The task:
Count the lines of the records that contain the string "target", treating uppercase and lowercase letters as different, and give only the number.

Entries:
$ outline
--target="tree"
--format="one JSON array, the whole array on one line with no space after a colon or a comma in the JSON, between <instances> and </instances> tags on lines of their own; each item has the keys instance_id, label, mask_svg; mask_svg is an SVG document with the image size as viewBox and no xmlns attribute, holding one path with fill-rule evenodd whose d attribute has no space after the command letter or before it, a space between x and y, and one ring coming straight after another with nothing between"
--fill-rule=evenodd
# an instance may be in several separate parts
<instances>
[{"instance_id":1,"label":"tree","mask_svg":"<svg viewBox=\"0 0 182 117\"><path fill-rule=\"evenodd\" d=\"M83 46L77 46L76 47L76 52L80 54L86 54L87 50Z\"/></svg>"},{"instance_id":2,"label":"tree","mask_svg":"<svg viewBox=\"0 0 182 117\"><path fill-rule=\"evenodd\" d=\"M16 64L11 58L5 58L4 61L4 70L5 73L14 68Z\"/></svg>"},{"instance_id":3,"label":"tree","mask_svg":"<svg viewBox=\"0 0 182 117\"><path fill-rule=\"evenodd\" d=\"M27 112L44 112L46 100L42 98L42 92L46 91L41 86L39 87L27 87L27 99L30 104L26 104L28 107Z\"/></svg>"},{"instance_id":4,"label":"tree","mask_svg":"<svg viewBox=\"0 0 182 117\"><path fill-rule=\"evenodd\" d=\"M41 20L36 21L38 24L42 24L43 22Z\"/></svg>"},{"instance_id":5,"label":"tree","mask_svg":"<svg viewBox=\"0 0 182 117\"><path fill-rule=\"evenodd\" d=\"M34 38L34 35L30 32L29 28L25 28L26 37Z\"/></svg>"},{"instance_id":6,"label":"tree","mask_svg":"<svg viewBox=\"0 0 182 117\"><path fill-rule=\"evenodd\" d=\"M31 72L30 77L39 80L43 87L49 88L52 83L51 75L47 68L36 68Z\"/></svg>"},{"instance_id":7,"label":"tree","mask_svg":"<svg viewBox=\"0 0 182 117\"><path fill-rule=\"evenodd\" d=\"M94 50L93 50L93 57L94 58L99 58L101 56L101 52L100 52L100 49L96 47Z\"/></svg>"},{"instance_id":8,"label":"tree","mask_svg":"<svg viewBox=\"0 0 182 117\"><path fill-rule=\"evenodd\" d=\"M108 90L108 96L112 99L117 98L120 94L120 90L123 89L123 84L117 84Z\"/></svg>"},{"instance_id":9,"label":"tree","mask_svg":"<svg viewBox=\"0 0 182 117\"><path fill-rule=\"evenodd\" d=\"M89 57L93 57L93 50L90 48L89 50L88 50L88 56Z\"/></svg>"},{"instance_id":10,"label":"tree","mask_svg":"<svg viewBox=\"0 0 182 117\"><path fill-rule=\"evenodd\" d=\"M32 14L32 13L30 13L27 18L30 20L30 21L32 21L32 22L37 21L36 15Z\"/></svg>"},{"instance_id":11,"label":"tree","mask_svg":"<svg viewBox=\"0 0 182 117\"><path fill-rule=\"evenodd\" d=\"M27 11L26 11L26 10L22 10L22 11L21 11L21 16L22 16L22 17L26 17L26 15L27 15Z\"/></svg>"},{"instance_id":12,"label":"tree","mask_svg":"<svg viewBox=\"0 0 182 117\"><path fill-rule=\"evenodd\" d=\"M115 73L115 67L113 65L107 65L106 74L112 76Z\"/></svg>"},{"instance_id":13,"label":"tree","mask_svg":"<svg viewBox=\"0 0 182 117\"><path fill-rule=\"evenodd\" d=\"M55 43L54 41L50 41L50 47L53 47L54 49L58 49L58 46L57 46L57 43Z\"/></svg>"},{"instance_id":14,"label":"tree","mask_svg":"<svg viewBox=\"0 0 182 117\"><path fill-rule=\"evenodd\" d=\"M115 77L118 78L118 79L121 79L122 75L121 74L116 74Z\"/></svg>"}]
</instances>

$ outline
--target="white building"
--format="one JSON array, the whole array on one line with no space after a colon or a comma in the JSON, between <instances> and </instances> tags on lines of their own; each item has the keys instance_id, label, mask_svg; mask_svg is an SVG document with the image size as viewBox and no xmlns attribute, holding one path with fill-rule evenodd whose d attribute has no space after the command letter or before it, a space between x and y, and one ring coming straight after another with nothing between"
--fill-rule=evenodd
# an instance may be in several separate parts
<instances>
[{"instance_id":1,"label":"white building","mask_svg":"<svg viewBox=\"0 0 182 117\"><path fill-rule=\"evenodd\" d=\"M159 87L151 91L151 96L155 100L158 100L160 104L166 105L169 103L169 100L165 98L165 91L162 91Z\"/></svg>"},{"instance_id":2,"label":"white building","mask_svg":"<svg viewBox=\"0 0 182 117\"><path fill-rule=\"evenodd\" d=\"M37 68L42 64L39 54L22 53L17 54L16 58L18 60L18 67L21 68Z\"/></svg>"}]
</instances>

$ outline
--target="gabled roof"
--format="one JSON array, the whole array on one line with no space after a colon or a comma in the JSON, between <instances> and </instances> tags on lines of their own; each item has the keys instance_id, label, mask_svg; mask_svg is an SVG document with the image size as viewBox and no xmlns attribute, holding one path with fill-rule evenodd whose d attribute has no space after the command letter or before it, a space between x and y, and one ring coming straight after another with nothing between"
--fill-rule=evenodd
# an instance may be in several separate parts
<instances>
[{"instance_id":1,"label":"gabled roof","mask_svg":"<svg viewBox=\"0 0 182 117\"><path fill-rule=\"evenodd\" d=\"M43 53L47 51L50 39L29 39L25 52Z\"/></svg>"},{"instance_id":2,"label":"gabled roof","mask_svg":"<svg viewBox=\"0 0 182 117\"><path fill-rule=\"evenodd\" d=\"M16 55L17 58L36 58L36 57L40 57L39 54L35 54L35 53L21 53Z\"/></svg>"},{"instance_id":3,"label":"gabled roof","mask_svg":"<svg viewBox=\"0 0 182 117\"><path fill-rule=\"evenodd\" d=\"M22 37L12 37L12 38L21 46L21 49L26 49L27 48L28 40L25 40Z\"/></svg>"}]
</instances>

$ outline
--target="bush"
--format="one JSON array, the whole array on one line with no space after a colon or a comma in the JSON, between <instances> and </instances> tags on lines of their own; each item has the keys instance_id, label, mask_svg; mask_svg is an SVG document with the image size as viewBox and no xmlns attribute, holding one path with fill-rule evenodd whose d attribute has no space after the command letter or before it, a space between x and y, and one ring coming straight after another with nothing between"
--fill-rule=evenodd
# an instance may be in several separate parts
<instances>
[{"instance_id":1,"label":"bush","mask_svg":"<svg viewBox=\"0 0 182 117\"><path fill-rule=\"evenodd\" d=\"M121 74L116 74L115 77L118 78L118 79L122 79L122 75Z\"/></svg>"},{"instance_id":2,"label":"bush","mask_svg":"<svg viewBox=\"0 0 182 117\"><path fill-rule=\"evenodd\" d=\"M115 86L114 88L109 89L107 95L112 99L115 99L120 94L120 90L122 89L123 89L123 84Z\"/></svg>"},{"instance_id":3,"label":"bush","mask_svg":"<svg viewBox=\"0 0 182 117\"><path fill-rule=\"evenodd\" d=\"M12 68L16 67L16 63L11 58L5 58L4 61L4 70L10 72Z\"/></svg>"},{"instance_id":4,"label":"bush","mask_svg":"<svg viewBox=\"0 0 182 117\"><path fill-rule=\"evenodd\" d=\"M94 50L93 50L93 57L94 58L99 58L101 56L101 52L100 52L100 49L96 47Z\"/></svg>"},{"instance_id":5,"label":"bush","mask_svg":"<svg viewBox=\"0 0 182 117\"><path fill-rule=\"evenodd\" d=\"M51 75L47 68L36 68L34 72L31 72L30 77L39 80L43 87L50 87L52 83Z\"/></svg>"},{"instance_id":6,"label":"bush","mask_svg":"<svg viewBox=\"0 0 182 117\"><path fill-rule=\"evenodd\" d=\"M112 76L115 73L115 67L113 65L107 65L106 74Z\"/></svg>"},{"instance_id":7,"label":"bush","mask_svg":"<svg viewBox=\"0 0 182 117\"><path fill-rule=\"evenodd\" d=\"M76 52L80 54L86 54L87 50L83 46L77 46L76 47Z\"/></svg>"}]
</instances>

Result below:
4